#### Fragmento para leer ####
Berlin 1989 (I): El germen del malestar social 

El primer acto público del gobierno de la RDA en 1989 empezó con una fulminante sentencia de su presidente Erich Honecker: «El muro de Berlín va a seguir ahí durante cincuenta o cien años más».

Era una respuesta firme a las protestas y levantamientos populares en contra de los gobiernos comunistas de la región y a las ideas de cambio que pudieran inspirar a algún -usemos un término familiar- «vago» o «desadaptado», a algún terrorista en potencia, aún vestido de civil.

Pero el tiempo y la gente le cobraron su impertinencia al Presidente y de qué manera. Apenas diez meses después el muro agujereado y pintado de colores era una apología a la obsolescencia y Honecker entraba al quirófano para que le extirparan un tumor del riñón izquierdo “del tamaño de una ciruela”, dijeron los médicos.

¿Cómo llegó a derrumbarse así la contracara del sistema global que regló el mundo durante más de 50 años? Y ¿Es verdad que fue todo pacífico y a punta de marchas? ¿quienes eran esos estudiantes, artistas, maestros, choferes; esos miles que salieron a la calle?

Mattias Rau hizo parte de esos miles y recordó para nosotros, todavía entre suspiros e incredulidad, ese otoño lluvioso de 1989:

«Teníamos mucho miedo, pero aún así seguíamos reuniéndonos desde el 86, de forma clandestina, en un par de iglesias y en algunos bares. La policía era implacable, sin embargo, cada vez éramos más. En la primavera de 1989 nuestra realidad aún era la misma, pero los rumores de lo que pasaba en Hungría y en Checoslovaquia, de que ya iban ya a celebrar elecciones democráticas en Polonia, nos hacían soñar y pensar en cómo hacer visible nuestro hastío de la dictadura. Salir a la calle era el único recurso».

La sociedad que quería gente normal .

Desde 1986 Mattias se venía enfrentando a la incontestable represión comunista organizando vigilias, llevando información, pintando muros, pegando carteles y hasta traficando con música y libros prohibidos. Incluso, desde mucho antes Mattias era ya un problema para el sistema. Supo hasta después de la revolución, casi a los 34 años, lo que realmente quería hacer con su vida, estudió, como todos en la RDA, pero las dudas sobre su profesión y la resistencia a seguir una única carrera, un único destino, le complicaron la vida. No tener un trabajo estable era un delito en Alemania del Este y, sin ejercer lo que estudió, Mattias terminó acomodando obras de estudiantes en un atelier de la Academia de Artes de Berlín.

Desde el restaurante de empleados, Justo al frente del complejo de edificios del gobierno, en la Schlossplatz, Mattias escudriñaba todos los eventos públicos, veía el devenir de los burócratas, entrando y saliendo como hormiguitas a la sombra de banderas colosales. Todo le era ajeno y nunca dejó de sentir miedo. Miedo a sus profesores, miedo a su antiguo jefe, miedo al oficial del servicio de empleo, miedo a la policía -claro-; miedo al administrador de su edificio, que sin pudor le preguntaba porque salía siempre tan tarde de casa y si tenía o no una novia. Le daba miedo ser espiado, le daba miedo el sistema.
#### Registros proporcionados ####
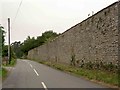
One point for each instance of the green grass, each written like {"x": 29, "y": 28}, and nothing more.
{"x": 99, "y": 75}
{"x": 13, "y": 63}
{"x": 3, "y": 73}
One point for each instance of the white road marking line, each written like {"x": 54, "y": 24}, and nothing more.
{"x": 36, "y": 72}
{"x": 31, "y": 66}
{"x": 44, "y": 85}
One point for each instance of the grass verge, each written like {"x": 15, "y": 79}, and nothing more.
{"x": 97, "y": 75}
{"x": 12, "y": 64}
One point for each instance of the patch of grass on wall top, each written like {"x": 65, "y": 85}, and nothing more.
{"x": 99, "y": 75}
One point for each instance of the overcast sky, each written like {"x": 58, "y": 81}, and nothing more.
{"x": 37, "y": 16}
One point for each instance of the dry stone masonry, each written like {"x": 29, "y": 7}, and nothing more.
{"x": 93, "y": 40}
####
▶ Tarea asignada 1: En el fragmento sobre el Berlín de 1989, vuelve a escribir el pasaje comenzando en "Era una respuesta" y siguiendo hasta "a la calle?", y sustituye "ciruela" por "nuez".
▶ Tarea asignada 2: Escribe la parte que sigue del relato sobre Mattias Rau y el Berlín de 1989.
Los registros no hacen falta para resolver nada de esto.

▶ Resultado esperado 1:
Era una respuesta firme a las protestas y levantamientos populares en contra de los gobiernos comunistas de la región y a las ideas de cambio que pudieran inspirar a algún -usemos un término familiar- «vago» o «desadaptado», a algún terrorista en potencia, aún vestido de civil.

Pero el tiempo y la gente le cobraron su impertinencia al Presidente y de qué manera. Apenas diez meses después el muro agujereado y pintado de colores era una apología a la obsolescencia y Honecker entraba al quirófano para que le extirparan un tumor del riñón izquierdo “del tamaño de una nuez”, dijeron los médicos.

¿Cómo llegó a derrumbarse así la contracara del sistema global que regló el mundo durante más de 50 años? Y ¿Es verdad que fue todo pacífico y a punta de marchas? ¿quienes eran esos estudiantes, artistas, maestros, choferes; esos miles que salieron a la calle?

▶ Resultado esperado 2:
En respuesta, Mattias inventaba cuentos para justificar sus decisiones, su trabajo mediocre, su ropa desaliñada, su pelo largo, su vida toda. Vivía pensando que cualquier día iba a ser declarado un paria, un desadaptado, un vago, uno de aquellos por los que todos sienten vergüenza. Ese no ser normal hacía parte de las «actitudes disruptivas del orden público y la seguridad» -rezaba el artículo 249 del código penal-, eran conductas «antisociales».

El malestar social no ha dejado de existir. 

Un solo testimonio fue suficiente para encontrar ese germen lóbrego del malestar social, que tarde o temprano muestra su cara en todas las sociedades que pululan entre los extremos de la acumulación del capital o de la socialización de la pobreza. Hoy todavía, la escasez de alternativas para millones de jóvenes, no sólo de ganar un sueldo, sino de hacer una vida de mayor significado en los códigos del mercado y la sociedad que los avala, parecen ser una de las enfermedades. La fiebre que avisa son las protestas y la gente en la calle.

De personas asfixiadas por un presente y un futuro escrito en piedra, como el berlinés que nos contó su historia, están llenas las manifestaciones en las calles de Santiago, de Caracas, del Alto en la Paz, de Quito, Bogotá, Puerto Príncipe, Hong Kong, Beirut y, en Pristina, desde hace ya casi un año. En las calles de Estambul y de Moscú también pasa lo mismo, así no salga en el noticiero.

La dignidad de la protesta.

Ya que a esta generación de «vagos» no les va a quedar planeta que habitar en el futuro, es apenas justo que den la pelea hoy por reivindicar necesidades estructurales como educación, seguridad o equidad del ingreso. Y dado que lograr estas transformaciones parece a veces más dificil que revertir el cambio climático, lo mínimo que uno puede hacer es respetar y abrazar la protesta que es la angustia de la gente hecha carteles, consignas o cacerolazos.  Démosle la dignidad que se merece, tanto manifestantes, como gobernantes y también los que miran solamente a todos esos «desocupados» con tirria o desdén.

Exigámosle a los partidos políticos que no se apropien de la protesta, como terminó pasando en Bolivia. Tratemos la fiebre sin ocultarla que nunca nadie se ha curado así. ¿Qué alternativa de desarrollo le estamos dando a tanta gente que aún siente que no tiene un lugar en la sociedad?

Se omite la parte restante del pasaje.